* _What you have to do_
The expected reply is all of the data, returned exactly.

* _Dataset_
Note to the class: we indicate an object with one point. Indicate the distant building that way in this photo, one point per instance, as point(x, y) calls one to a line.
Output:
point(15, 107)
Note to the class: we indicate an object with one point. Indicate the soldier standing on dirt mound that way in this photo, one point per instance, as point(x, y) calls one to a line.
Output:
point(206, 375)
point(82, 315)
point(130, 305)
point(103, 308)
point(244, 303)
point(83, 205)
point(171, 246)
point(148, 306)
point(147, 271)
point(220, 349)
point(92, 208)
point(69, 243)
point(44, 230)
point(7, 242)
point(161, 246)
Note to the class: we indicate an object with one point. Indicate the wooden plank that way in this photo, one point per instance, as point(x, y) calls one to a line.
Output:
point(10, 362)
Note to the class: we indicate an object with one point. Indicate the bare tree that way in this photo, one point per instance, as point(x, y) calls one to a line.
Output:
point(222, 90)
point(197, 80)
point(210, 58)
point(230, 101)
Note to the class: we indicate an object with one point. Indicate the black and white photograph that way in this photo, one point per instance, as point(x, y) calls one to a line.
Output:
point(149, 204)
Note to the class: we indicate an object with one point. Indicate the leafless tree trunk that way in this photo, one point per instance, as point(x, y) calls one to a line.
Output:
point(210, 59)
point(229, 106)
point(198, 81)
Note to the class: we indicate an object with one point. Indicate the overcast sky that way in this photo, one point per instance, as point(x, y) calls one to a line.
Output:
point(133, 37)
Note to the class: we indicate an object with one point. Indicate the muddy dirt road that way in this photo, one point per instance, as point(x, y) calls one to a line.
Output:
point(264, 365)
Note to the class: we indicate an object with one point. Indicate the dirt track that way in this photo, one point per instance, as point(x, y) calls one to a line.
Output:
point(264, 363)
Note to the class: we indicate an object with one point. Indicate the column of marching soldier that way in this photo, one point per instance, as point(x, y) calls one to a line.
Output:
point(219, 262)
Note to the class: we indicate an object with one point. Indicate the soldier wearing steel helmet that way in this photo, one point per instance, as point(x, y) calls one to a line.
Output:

* _Answer to the exercise_
Note to the class: we indicate an object with one point. Indicate the distant building that way in this photo, one point per instance, as point(x, y) calls one to a line.
Output:
point(15, 107)
Note to the class: we indicate an object with one point. Indicate the soldier standing on dirt mound that way in this photo, one point per instance, as point(x, y) calls one to a line.
Output:
point(206, 375)
point(82, 315)
point(130, 305)
point(103, 308)
point(244, 303)
point(83, 205)
point(171, 246)
point(148, 306)
point(147, 271)
point(220, 349)
point(92, 208)
point(69, 243)
point(44, 230)
point(7, 242)
point(161, 246)
Note to the class: we indicate an object with one point. Indicate the wooden plank that way in this photo, one point per instance, as point(x, y) calls one to a line.
Output:
point(10, 362)
Note to the class: we indicate an object with one point. Indicate the bare tree that way in this photo, one point per instance, as point(x, y) calls one to a line.
Output:
point(222, 90)
point(197, 80)
point(210, 58)
point(230, 101)
Note to the class: we indicate an object with one point. Indicate the black and white photograph that way in this photo, one point per instance, as point(x, y) calls one to a line.
Output:
point(149, 204)
Note to the class: we indicate an object with one point. Indicate the leafless tree trunk that way in this photo, one point per instance, as point(x, y) calls one to a line.
Output:
point(210, 59)
point(229, 106)
point(198, 81)
Note to the class: we indicate an object with one point. Indicate the overcast sky that way in this photo, one point per instance, as point(x, y) calls one to a line.
Output:
point(133, 37)
Note to the class: we indicate an object with one point. Indicate the muddy dirt road that way in this photo, one point per instance, as point(x, y) calls one to a line.
Output:
point(264, 365)
Note to the class: we indicate an object with one point. Indicate the dirt track that way in this photo, one point per instance, as point(x, y) calls one to a line.
Output:
point(264, 363)
Note to the class: we indicate an object with one point. Indicate the column of marching soldier that way in this photo, one point per instance, as point(x, y) calls one to a line.
Output:
point(219, 262)
Note to the class: we indicate an object with one point. Indicate the soldier wearing steel helmet that way in this photo, one point per instance, as point(x, y) calls one to a line.
Output:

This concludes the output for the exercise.